Passage to read:
· · · ·

Three Canadian Researchers awarded JDRF International Innovation Grants

JDRF provides seed funding for highly innovative research with significant potential to accelerate the most promising type 1 diabetes (T1D) research in both cures and approaches to improve disease management. JDRF Innovative Grants address key outstanding questions in the field of T1D and have the potential to lead to changes in the traditional ways of approaching T1D research or spur groundbreaking discoveries.

JDRF is thrilled to announce that three Canadian researchers have recently been awarded one-year Innovation Grants for their T1D studies. 

Dr. Robert Screaton and his lab at the Sunnybrook Research Institute in Toronto, Ontario were awarded an Innovation Grant to study strategies to maximize survival of beta cells. Beta cells are very long lived, and as such, it’s believed that they may have genes that work to promote their survival throughout life. However, these genes and how they work to promote beta cell survival are largely unknown.

Previously, Dr. Screaton’s group carried out a large-scale genetic screen to identify genes that help the beta cells survive and function.

In the new project, the team will build on this work to harness the function of selected genes to help promote beta cell survival, not only during transplant scenarios (stem cell-derived transplants that replace the beta cells that die during the process of T1D), but even to prevent the beta cell loss that triggers T1D in the first place. The team will explore whether already available drugs that can potentially “turn on” these genes can also promote the survival of human beta cells, and promising results could potentially lead to a drug therapy that could extend the life of cell replacement therapies or even prevent T1D from developing.

· · · ·

Your assignment: Reproduce the stretch of the grant announcement from "Three Canadian Researchers awarded" through "spur groundbreaking discoveries.", switching "seed funding" to "early-stage funding".

Listed records:
· · · ·

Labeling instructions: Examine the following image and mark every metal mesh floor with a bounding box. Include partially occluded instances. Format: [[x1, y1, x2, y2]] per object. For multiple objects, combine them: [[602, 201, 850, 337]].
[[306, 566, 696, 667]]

· · · ·

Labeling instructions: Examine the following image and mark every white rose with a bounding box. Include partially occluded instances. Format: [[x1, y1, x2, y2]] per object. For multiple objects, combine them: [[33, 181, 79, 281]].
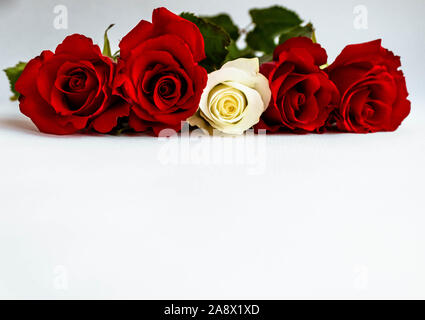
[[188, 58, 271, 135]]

· · · ·

Result of the exercise:
Three Canadian Researchers awarded JDRF International Innovation Grants

JDRF provides early-stage funding for highly innovative research with significant potential to accelerate the most promising type 1 diabetes (T1D) research in both cures and approaches to improve disease management. JDRF Innovative Grants address key outstanding questions in the field of T1D and have the potential to lead to changes in the traditional ways of approaching T1D research or spur groundbreaking discoveries.